▶ [Document excerpt]:

::::::::

Fifty years ago, a 26-year-old rural Maine schoolteacher named Stephen King wrote a horror novel.
That man has gone on to write 60 books since.
They have been turned into films like The Shining, The Shawshank Redemption, Stand by Me, and many more.
King invited Jeffrey Brown to his Maine home to talk about his latest book of short stories and the long arc of his career.
It is part of our arts and culture series.
In his new collection, Stephen King writes of the unsettling and otherworldly raising its head in this one.
He calls it You Like It Darker, and he clearly does.
Darker means spooky and scary, and let's exercise our unpleasant emotions for a while.
I think people like the idea of opening the door and saying, "I want it darker." Do you? OK.
We are in agreement.
Let's go into the woods together.
Millions of readers have taken the dark walk with King, but we had a later one with the 76-year-old.
I feel like if I was a car, I would rust.
I love Maine.
I love the country. I'm not much of a city kid. I love the people.
And I think they are stand-ins for people everywhere.
I want to write about regular people, ordinary people, in the best way I know how.
Even in their dark moments?

::::::::

Records from a point annotation dataset:
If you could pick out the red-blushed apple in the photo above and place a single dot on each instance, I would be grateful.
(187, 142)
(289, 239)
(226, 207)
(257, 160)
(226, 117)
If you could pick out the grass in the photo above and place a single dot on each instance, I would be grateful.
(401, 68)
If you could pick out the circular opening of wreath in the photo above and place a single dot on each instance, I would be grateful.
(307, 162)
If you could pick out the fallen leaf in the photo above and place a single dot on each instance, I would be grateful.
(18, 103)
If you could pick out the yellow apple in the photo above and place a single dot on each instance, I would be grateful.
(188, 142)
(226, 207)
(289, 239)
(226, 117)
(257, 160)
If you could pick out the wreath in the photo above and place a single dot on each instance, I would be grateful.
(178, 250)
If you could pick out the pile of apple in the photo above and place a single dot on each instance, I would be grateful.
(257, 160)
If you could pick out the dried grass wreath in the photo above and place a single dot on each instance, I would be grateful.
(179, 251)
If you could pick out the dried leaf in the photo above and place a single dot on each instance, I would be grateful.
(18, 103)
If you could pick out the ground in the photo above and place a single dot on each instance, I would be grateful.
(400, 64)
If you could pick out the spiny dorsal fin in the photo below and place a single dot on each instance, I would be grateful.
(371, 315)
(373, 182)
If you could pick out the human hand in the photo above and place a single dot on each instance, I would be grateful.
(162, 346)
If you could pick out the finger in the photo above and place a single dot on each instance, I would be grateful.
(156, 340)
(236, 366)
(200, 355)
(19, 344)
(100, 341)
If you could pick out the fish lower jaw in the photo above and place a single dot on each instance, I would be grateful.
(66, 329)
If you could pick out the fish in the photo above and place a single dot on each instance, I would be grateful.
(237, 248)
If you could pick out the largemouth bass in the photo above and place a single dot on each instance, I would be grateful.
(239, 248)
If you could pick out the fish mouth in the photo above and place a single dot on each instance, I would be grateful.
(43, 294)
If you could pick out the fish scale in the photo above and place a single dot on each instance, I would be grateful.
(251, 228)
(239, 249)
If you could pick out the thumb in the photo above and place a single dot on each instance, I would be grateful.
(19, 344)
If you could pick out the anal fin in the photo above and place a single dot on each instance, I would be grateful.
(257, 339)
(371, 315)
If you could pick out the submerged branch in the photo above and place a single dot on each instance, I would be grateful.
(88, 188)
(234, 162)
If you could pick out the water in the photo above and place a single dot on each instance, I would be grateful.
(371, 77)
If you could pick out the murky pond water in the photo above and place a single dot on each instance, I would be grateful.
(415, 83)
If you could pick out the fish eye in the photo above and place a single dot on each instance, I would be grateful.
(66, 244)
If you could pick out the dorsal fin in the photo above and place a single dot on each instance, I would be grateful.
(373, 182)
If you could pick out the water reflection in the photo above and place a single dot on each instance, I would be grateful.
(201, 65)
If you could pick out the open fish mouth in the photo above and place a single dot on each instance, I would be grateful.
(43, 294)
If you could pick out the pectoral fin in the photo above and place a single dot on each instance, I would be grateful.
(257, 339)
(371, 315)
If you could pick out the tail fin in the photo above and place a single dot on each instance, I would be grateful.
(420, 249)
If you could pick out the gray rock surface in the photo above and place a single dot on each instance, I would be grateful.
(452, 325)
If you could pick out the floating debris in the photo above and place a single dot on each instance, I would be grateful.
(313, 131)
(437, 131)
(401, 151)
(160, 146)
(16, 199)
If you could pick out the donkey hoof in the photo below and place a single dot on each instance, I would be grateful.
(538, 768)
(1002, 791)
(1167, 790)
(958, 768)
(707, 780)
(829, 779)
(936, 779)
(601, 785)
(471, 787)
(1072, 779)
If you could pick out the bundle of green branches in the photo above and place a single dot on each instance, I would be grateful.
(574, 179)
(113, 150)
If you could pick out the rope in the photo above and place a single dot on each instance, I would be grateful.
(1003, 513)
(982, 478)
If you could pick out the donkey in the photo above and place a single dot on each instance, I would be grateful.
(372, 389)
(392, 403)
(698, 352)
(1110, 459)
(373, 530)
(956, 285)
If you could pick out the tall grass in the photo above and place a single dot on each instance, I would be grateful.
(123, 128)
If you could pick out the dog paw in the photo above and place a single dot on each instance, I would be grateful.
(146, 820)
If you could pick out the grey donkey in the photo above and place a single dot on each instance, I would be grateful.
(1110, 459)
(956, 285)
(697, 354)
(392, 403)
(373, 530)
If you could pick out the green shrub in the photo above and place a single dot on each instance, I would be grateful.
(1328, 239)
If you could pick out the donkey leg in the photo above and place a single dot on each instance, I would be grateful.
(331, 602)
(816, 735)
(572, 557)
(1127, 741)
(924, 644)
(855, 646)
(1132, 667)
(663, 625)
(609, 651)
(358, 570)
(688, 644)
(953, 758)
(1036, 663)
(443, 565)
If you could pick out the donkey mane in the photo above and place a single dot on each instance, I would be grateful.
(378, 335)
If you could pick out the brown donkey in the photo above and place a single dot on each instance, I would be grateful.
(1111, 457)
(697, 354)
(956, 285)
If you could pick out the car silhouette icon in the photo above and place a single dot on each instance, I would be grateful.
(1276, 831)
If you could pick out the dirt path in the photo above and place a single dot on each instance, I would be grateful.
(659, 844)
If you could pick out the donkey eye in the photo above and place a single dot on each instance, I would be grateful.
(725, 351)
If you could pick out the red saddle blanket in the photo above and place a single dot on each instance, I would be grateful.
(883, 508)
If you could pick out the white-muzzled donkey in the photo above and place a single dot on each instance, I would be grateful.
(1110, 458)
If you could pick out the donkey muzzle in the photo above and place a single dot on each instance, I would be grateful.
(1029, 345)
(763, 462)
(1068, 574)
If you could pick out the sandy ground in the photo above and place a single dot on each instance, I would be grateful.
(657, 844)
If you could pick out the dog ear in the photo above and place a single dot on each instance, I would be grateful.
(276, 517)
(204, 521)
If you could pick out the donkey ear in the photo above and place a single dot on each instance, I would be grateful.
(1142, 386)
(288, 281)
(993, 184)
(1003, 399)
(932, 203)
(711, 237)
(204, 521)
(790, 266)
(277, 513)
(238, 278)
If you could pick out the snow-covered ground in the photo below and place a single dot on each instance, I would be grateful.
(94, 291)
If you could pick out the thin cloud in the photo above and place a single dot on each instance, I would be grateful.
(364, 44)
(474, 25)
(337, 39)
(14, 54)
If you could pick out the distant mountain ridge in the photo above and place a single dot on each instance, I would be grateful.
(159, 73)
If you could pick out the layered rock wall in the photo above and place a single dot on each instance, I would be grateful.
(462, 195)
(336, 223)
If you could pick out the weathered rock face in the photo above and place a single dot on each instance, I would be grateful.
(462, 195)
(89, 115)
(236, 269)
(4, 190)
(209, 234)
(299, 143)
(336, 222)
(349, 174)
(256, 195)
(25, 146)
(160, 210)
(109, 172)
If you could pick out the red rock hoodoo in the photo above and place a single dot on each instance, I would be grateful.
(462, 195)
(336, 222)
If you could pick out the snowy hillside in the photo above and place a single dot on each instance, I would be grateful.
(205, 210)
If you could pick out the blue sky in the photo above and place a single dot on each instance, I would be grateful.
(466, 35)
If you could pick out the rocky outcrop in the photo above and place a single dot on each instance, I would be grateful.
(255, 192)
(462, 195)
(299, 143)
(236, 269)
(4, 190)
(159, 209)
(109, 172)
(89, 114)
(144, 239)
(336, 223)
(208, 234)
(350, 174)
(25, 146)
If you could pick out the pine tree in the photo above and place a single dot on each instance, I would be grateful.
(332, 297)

::::::::

▶ [Given problem]: Summarize the Stephen King interview in two sentences. The listing has no connection to the Stephen King interview.

▶ [Problem solution]: Stephen King wrote a horror novel fifty years ago as a 26-year-old rural Maine schoolteacher and has since written 60 books, many turned into films such as The Shining, The Shawshank Redemption, and Stand by Me. At his Maine home, he spoke with Jeffrey Brown about his new short story collection, You Like It Darker, and said he loves Maine and wants to write about ordinary people.